#### [PROBLEM DETAILS]
Exactly as written, transcribe each record below.

#### [EXERCISE MATERIALS]

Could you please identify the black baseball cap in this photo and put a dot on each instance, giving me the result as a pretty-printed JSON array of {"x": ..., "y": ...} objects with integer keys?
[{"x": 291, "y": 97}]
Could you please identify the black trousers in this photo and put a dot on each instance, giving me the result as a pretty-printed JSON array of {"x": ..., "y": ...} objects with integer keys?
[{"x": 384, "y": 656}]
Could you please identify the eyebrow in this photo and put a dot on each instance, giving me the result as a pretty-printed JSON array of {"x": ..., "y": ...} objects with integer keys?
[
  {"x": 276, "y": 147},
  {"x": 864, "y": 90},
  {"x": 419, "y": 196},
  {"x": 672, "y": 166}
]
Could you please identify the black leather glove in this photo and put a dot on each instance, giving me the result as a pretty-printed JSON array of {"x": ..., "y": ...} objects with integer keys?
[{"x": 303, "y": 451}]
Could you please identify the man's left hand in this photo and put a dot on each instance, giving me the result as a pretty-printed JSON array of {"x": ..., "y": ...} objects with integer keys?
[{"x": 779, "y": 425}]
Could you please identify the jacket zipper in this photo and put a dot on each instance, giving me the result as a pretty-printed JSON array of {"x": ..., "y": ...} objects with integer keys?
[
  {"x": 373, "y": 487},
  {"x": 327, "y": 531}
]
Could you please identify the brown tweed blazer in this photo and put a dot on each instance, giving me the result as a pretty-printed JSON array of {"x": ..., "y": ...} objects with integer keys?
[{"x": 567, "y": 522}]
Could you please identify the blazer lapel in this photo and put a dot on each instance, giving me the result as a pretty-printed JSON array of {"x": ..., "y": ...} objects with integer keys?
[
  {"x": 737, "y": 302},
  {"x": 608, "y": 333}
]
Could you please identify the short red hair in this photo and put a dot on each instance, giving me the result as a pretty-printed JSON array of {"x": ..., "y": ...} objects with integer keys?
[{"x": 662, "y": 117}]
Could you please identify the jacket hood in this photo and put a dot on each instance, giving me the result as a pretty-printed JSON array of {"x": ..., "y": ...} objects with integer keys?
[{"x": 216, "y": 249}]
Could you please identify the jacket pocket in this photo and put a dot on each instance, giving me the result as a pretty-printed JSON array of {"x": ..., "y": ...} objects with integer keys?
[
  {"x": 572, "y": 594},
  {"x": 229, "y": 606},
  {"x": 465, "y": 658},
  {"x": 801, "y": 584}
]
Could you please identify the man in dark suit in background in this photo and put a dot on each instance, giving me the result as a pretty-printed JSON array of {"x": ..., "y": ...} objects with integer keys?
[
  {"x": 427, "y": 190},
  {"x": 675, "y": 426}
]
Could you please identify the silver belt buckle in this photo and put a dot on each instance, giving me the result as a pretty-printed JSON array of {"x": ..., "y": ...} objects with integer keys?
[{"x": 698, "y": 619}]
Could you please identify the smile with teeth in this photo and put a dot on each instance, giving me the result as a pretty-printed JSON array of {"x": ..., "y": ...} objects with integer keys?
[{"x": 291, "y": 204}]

#### [ANSWER TO THIS EXERCISE]
Could you please identify the black baseball cap in this photo and put a dot on each instance, giving me the result as a pretty-printed JSON array of {"x": ..., "y": ...} objects with integer keys?
[{"x": 291, "y": 97}]
Could you please identify the black trousers in this photo and put a dot on each instance, giving me the result as a pretty-printed JSON array of {"x": ..., "y": ...} objects with integer keys?
[{"x": 384, "y": 656}]
Could you please identify the eyebrow in this photo and put a dot on each instance, giving me the result as a pretty-printed JSON array of {"x": ..., "y": ...} objects with integer keys?
[
  {"x": 276, "y": 147},
  {"x": 864, "y": 90},
  {"x": 419, "y": 196},
  {"x": 672, "y": 166}
]
Could you please identify the black leather glove in this photo and put a dot on each instance, giving me the result as a pretty-printed JSON array of {"x": ..., "y": ...} objects with integer keys?
[{"x": 303, "y": 451}]
Could you please identify the man's left hand in this photo and put a dot on each instance, giving me the result as a pretty-printed JSON array of {"x": ..., "y": ...} objects with integer keys?
[{"x": 779, "y": 425}]
Could you please identify the jacket zipper in this photo and put a dot on each instance, giving me the result as a pretty-printed JSON array of {"x": ..., "y": ...} objects with integer keys?
[
  {"x": 373, "y": 487},
  {"x": 327, "y": 531}
]
Could you please identify the brown tweed blazer in this photo and put a dot on each instance, giving me the result as a pretty-printed JSON array of {"x": ..., "y": ...} objects with integer keys?
[{"x": 567, "y": 522}]
Could you please identify the blazer lapel in this photo and put a dot on each instance, giving me the result as a pretty-printed JSON array of {"x": ..., "y": ...} objects with integer keys?
[
  {"x": 737, "y": 302},
  {"x": 608, "y": 333}
]
Could you please identify the short red hair in this photo and put a dot on each instance, giving me the result as a pretty-printed JSON array of {"x": ..., "y": ...} objects with integer keys?
[{"x": 662, "y": 117}]
Could you please identify the jacket hood in this photo and put a dot on each instance, giving me the result as a pretty-printed JSON array of {"x": ..., "y": ...} objects with integer keys?
[{"x": 216, "y": 249}]
Could you please identify the jacket pocket in this photo and put a dot on each instance, giving me the result as a pretty-printed JSON array of {"x": ..., "y": ...} objects with integer keys?
[
  {"x": 572, "y": 594},
  {"x": 229, "y": 606},
  {"x": 465, "y": 658},
  {"x": 801, "y": 584}
]
Could you please identify the man in dark suit in background in this photo and put a dot on each instance, giving me the result as a pretty-printed JSON array of {"x": ..., "y": ...} objects with integer keys?
[
  {"x": 427, "y": 190},
  {"x": 675, "y": 426}
]
Could you please identify the silver belt buckle in this photo and put a dot on each instance, giving me the result as a pretty-printed JSON array of {"x": ..., "y": ...} objects with integer keys?
[{"x": 698, "y": 619}]
Could you please identify the smile with teeth in this photo and put a dot on each instance, giving me the result as a pretty-printed JSON array of {"x": ..., "y": ...} objects with integer keys?
[{"x": 291, "y": 204}]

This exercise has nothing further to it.